Problem 1
In the guest post on the Copyright Rules, 2013, why is it called a pity that the Government lost its opportunity on the safe harbour provision? Answer in one to three sentences.
Problem 2
Reproduce the part of the guest post on the Copyright Rules, 2013 that runs from "Chaitanya, a Stanford" up to and including "across the country.".

Document passage
#####
Guest Post: A look at the new notice and takedown regime under the Copyright Rules, 2013

Chaitanya, a Stanford law student, who has previously blogged for us over here, has written for us this very interesting post analysing the safe-harbour provision under the Copyright (Amendment) Act, 2012, the Copyright Rules, 2013 and has also contrasted it to the safe harbour provisions under the DMCA in American law. As Chaitanya concludes, it is a pity that the Government lost this opportunity to firm up the safe harbour provision for intermediaries especially since the point is being intensely litigated in various judicial forums across the country. 
A look at the new notice and takedown regime under the Copyright Rules, 2013

By, Chaitanya Ramachandran  

The Copyright (Amendment) Act 2012 (available here) introduced “safe harbours” for Internet intermediaries through the new ss.52(1)(b) and (c). Both clauses limit the liability of intermediaries with respect to the “transient or incidental storage of a work or performance”, which I shall call “transient copies” for brevity. Clause (b) protects ISPs, cable/DTH providers and the like, while clause (c) protects “information intermediaries” such as Google, YouTube, or any other entity providing “electronic links, access or integration”.
#####
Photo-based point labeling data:
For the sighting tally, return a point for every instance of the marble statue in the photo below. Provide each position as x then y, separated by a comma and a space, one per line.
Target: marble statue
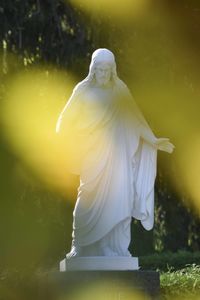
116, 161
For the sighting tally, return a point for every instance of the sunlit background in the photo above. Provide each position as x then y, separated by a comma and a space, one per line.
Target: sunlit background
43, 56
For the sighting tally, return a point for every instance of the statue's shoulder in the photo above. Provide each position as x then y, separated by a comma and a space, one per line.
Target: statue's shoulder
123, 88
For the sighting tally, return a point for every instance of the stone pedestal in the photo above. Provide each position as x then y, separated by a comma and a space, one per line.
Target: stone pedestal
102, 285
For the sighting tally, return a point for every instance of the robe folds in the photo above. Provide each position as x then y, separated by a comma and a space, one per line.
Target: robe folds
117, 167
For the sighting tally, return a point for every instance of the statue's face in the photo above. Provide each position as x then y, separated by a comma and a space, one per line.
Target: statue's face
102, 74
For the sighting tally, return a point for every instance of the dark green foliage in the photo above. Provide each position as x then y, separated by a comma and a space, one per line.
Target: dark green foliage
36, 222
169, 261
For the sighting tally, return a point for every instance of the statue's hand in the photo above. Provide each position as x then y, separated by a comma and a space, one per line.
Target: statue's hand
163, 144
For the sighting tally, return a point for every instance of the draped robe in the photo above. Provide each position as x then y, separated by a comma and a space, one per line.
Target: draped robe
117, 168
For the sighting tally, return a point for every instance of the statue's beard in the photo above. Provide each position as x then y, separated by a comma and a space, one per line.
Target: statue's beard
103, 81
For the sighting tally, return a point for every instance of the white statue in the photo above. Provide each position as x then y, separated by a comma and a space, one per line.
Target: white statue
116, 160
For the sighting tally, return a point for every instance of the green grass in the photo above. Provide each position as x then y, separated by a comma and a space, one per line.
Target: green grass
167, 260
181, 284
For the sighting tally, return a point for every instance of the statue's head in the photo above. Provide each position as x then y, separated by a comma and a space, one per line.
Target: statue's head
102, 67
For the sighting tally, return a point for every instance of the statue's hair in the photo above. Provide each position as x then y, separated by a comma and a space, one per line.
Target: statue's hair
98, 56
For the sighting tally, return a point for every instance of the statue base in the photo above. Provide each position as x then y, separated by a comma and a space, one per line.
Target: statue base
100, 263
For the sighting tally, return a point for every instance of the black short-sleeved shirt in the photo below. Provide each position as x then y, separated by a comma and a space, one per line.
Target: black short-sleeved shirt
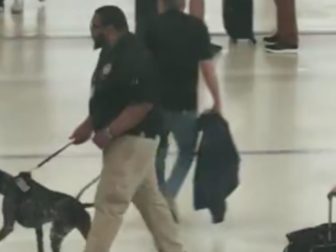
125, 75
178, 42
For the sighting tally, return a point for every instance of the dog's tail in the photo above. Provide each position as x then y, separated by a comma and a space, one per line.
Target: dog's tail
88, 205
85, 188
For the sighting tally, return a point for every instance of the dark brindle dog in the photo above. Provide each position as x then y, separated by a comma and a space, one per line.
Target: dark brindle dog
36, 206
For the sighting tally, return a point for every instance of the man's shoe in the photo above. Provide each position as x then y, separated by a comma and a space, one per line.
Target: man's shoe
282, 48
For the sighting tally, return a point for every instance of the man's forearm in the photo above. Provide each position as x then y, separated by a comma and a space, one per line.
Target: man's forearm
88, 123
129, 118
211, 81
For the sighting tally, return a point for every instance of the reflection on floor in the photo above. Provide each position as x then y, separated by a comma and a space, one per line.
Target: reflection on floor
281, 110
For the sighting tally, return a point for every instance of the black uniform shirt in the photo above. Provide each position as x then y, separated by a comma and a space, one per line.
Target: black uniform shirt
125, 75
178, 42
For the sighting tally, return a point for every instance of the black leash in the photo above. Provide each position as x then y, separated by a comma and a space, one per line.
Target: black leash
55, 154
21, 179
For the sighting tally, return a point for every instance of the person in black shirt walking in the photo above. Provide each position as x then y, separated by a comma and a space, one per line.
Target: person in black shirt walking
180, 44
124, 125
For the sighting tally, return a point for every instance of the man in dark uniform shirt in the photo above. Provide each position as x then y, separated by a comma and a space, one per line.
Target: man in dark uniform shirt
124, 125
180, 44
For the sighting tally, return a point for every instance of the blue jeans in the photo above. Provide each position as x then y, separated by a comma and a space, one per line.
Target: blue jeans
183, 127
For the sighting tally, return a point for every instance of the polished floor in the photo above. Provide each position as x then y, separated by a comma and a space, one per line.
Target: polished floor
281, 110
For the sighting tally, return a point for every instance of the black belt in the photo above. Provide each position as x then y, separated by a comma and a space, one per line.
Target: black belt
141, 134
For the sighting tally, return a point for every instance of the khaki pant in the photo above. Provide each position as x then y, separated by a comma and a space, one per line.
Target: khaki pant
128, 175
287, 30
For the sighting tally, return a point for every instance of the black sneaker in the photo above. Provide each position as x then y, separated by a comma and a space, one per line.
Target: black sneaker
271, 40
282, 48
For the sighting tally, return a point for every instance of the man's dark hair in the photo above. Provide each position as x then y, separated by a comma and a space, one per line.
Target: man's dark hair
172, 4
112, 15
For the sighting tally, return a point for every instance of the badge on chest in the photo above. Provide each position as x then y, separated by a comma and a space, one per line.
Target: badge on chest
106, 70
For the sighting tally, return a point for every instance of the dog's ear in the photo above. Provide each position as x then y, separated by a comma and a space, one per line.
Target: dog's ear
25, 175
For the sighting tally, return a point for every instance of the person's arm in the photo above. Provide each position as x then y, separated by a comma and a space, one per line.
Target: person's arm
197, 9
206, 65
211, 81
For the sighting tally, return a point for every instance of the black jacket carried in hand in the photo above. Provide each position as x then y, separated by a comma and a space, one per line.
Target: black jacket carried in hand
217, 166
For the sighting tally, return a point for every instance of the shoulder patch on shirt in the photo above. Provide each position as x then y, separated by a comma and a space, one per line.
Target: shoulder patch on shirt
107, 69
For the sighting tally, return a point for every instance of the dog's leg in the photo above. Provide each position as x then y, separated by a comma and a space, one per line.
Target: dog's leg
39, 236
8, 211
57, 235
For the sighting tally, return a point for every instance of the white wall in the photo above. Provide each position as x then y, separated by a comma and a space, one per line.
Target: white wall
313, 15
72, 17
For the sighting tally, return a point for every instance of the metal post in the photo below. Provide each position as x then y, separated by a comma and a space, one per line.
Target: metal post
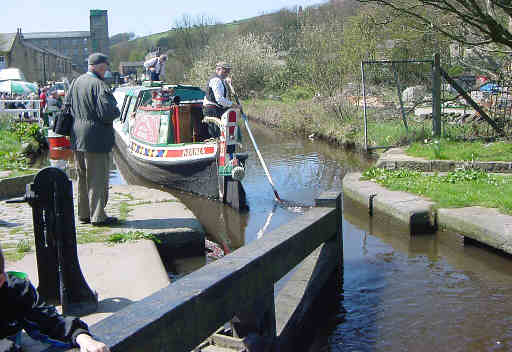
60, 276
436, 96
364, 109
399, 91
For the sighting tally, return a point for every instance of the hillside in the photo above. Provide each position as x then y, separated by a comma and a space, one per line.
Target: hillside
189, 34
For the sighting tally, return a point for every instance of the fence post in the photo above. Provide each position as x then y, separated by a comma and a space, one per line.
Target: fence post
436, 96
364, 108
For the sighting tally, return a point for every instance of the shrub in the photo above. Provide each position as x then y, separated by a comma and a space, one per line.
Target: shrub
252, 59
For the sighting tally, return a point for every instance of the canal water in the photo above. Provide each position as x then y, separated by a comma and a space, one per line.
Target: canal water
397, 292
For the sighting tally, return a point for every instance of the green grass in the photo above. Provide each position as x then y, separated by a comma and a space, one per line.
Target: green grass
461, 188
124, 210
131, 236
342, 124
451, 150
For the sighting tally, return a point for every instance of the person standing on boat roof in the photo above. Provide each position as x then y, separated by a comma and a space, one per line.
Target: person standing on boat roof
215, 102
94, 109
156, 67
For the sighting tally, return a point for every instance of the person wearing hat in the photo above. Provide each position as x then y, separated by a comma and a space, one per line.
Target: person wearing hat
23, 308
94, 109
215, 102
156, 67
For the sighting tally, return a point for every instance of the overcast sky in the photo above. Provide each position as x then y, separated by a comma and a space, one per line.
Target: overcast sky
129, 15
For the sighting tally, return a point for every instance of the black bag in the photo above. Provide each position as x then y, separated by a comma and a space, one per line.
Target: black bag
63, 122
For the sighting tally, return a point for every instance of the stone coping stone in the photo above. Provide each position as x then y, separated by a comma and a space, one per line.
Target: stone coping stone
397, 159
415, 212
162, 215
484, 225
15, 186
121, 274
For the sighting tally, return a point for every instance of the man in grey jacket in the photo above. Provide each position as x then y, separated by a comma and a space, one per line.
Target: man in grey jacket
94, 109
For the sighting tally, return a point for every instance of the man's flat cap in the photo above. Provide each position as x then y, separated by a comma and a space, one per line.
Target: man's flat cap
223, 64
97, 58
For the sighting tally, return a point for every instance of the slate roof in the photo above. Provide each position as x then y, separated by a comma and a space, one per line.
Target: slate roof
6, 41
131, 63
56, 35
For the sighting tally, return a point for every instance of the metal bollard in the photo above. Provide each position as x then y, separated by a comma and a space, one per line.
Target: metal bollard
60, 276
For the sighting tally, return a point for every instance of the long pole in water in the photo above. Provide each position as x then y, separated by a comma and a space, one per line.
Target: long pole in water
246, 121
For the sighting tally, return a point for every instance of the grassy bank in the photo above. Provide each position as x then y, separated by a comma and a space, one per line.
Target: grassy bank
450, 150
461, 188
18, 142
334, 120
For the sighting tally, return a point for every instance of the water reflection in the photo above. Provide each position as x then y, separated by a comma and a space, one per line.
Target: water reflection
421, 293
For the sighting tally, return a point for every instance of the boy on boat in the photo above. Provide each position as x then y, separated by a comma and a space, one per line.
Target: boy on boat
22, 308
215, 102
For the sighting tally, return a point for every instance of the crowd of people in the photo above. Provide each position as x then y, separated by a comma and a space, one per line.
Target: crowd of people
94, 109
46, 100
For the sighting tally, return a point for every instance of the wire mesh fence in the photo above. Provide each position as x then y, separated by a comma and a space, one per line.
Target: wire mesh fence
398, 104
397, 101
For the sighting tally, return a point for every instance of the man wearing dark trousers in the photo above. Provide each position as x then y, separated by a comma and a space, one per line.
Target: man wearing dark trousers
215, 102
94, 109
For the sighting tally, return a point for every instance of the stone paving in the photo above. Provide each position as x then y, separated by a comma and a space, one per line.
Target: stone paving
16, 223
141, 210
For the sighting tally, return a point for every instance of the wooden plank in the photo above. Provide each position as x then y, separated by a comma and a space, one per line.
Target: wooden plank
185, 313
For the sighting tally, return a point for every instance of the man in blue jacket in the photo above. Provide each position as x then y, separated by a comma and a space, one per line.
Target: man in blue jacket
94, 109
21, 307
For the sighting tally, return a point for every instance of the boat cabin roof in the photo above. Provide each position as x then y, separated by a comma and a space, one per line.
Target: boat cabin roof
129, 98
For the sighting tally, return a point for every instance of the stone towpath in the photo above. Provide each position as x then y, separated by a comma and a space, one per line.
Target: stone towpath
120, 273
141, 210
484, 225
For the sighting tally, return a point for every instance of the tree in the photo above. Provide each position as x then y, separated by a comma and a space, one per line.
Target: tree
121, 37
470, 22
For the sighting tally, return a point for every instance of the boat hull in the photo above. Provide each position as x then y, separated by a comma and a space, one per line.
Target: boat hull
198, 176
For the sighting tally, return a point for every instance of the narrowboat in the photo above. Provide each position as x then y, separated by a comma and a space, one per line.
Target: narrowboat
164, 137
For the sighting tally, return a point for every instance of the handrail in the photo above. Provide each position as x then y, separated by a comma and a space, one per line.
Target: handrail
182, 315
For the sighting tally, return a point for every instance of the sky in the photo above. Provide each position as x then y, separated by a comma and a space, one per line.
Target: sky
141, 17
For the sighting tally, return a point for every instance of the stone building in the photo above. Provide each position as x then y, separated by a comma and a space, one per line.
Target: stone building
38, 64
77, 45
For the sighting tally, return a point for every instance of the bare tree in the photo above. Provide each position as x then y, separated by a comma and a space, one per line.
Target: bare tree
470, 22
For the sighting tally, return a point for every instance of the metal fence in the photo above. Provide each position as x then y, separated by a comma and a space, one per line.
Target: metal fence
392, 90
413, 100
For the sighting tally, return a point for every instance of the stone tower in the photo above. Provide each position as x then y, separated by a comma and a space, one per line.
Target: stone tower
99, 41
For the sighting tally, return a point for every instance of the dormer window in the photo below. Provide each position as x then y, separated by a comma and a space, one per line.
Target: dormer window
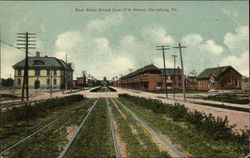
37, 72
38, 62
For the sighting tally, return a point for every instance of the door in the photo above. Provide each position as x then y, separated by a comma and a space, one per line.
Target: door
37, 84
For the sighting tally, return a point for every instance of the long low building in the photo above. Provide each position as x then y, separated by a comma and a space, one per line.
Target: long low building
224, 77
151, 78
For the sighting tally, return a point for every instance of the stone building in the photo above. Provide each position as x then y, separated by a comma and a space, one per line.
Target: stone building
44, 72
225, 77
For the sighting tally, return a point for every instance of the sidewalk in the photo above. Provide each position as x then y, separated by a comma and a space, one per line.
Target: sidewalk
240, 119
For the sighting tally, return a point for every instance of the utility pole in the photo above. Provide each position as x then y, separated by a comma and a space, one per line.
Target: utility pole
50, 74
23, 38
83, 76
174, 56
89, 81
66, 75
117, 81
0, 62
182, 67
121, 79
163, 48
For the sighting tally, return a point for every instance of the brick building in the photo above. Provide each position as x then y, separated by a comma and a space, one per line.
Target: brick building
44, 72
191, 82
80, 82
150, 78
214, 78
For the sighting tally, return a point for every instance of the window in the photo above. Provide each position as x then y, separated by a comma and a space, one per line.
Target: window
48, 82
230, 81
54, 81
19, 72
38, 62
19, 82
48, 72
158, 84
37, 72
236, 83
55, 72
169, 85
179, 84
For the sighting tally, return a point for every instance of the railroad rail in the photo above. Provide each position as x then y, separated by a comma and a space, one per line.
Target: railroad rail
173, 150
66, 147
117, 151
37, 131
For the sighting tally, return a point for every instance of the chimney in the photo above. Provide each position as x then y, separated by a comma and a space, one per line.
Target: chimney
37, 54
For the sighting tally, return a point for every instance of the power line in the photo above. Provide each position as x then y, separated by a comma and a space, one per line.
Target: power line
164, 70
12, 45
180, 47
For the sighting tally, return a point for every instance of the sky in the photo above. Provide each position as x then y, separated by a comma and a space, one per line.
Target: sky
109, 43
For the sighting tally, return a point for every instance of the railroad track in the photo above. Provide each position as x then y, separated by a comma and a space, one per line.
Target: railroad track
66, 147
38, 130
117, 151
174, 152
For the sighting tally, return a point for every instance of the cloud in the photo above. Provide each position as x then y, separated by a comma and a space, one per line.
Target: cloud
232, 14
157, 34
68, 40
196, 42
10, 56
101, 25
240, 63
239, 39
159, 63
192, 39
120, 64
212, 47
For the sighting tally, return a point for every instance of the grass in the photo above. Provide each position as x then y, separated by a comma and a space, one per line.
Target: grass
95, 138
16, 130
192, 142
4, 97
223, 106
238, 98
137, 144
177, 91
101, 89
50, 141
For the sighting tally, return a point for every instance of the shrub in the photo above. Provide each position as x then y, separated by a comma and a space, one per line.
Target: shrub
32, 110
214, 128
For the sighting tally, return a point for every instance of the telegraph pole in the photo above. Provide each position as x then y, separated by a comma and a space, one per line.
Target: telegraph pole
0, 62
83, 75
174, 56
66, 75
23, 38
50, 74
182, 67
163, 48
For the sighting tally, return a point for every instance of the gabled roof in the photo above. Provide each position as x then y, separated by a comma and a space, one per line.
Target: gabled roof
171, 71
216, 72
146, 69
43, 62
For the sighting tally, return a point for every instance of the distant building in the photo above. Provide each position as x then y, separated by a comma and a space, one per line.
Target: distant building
#####
Full output 1
It is called a pity because the Government lost the chance to firm up the safe harbour provision for intermediaries. This matters all the more because the point is being intensely litigated in various judicial forums across the country.

Full output 2
Chaitanya, a Stanford law student, who has previously blogged for us over here, has written for us this very interesting post analysing the safe-harbour provision under the Copyright (Amendment) Act, 2012, the Copyright Rules, 2013 and has also contrasted it to the safe harbour provisions under the DMCA in American law. As Chaitanya concludes, it is a pity that the Government lost this opportunity to firm up the safe harbour provision for intermediaries especially since the point is being intensely litigated in various judicial forums across the country.